### [Reading passage]
********

Considerations of this kind show that the dependence of labor on a local market is a necessity of its nature, and that a world market cannot be created for it by the extension of any system of exchange. H. C. EMERY.

COLUMBIA COLLEGE.

Women Wage-Earners: their Past, their Present and their Future. By HELEN CAMPBELL. Boston, Roberts Brothers, 1893. — viii, 313 PP.

This book is an attempt to collect all the facts concerning workingwomen in a convenient and readable form. The author's purpose, as stated in the introduction, is to "aid all other women in their struggle, . . . to define the nature, the necessities and the limits of such struggle," and "to discover, through such light as past and present may cast, the future for women workers the world over."

Mrs. Campbell's opening chapter, on the condition of women from primitive times to the latter part of the eighteenth century, is quite unsatisfactory, and has little relation to the rest of the book. The following chapters, which show the employments for women during colonial times and during the early period of the factory system, the rise and growth of trades, the relation of labor bureaus to women, the present rates of wages in the United States, the general conditions for English, continental and American workers, and the evils and abuses attendant thereon, contain much information in an available form for the popular reader.

********

### [Supplied information]
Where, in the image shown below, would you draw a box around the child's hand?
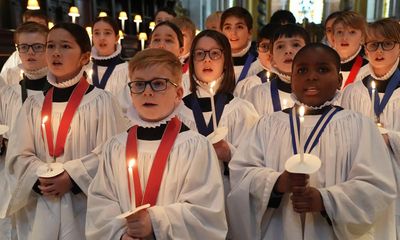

********

### [Exercise requirements]
1. Answer these questions about the book review.
(a) What cannot be created for labor by extending any system of exchange?
(b) Which publisher put out Women Wage-Earners, and in what year?
(c) How does the review describe the opening chapter of Mrs. Campbell's book?
2. Write out the book review from "Considerations of this" up to and including "viii, 313 PP.", swapping "local market" for "home market".
Base every answer only on the book review.

### [Answers]
1.
(a) A world market.
(b) Roberts Brothers, in 1893.
(c) As quite unsatisfactory, with little relation to the rest of the book.

2.
Considerations of this kind show that the dependence of labor on a home market is a necessity of its nature, and that a world market cannot be created for it by the extension of any system of exchange. H. C. EMERY.

COLUMBIA COLLEGE.

Women Wage-Earners: their Past, their Present and their Future. By HELEN CAMPBELL. Boston, Roberts Brothers, 1893. — viii, 313 PP.